- [Goal a]: In the passage on Beckett's late prose below, why do some of the characters seem to correspond to the traditional subject, according to Grendon? Answer in one to three sentences.

- [Selected excerpt]:
↓

The short prose works written in the final decade of Beckett’s life focus upon the obscurity of the self and the self in relation to the world by allocating to the characters, only disintegrated elements of the self. Beckett’s post-Nobel prose works draw upon the fragmented nature of the self through contemplation. In this process, the protagonists have thoughts and imaginations, which end with an emptiness, equivalent to an understanding, filtered through the ‘Schopenhauerian Buddhist’ framework. As Grendon asserts:
[…] although there are some references to characters many of who appeared in Beckett’s earlier novels who seem to correspond to the traditional subject in that they are endowed with a name and a familiar human physical form, these identities do not remain stable long. (50)
Decades after ‘Three Dialogues’ in which ‘B’ mentions that there is nothing to express, the obligation of expression comes through an awareness of the self in Beckett’s works which represent bare combination of the elements of the self that are constantly interacting.

↑

- [Goal b]: Set down the records below word for word, leaving the pictures out of your answer.

- [Exercise data]:

↓

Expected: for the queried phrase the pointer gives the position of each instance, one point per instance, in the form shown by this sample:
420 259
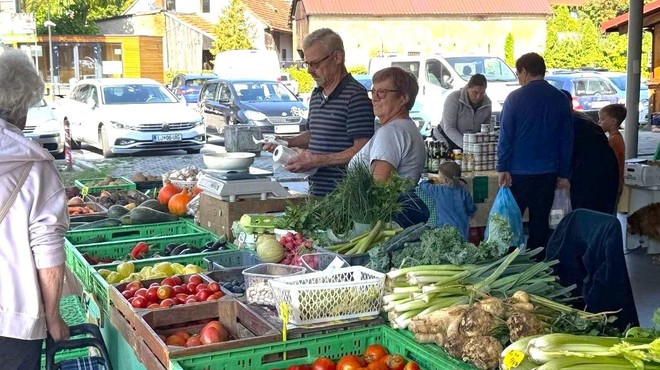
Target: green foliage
508 50
576 42
304 79
233 30
357 70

↑

- [Exercise solution a]: According to Grendon, they seem to correspond to the traditional subject because they are endowed with a name and a familiar human physical form. Many of them appeared in Beckett's earlier novels, but these identities do not remain stable long.

- [Exercise solution b]:
Expected: for the queried phrase the pointer gives the position of each instance, one point per instance, in the form shown by this sample:
420 259
Target: green foliage
508 50
576 42
304 79
233 30
357 70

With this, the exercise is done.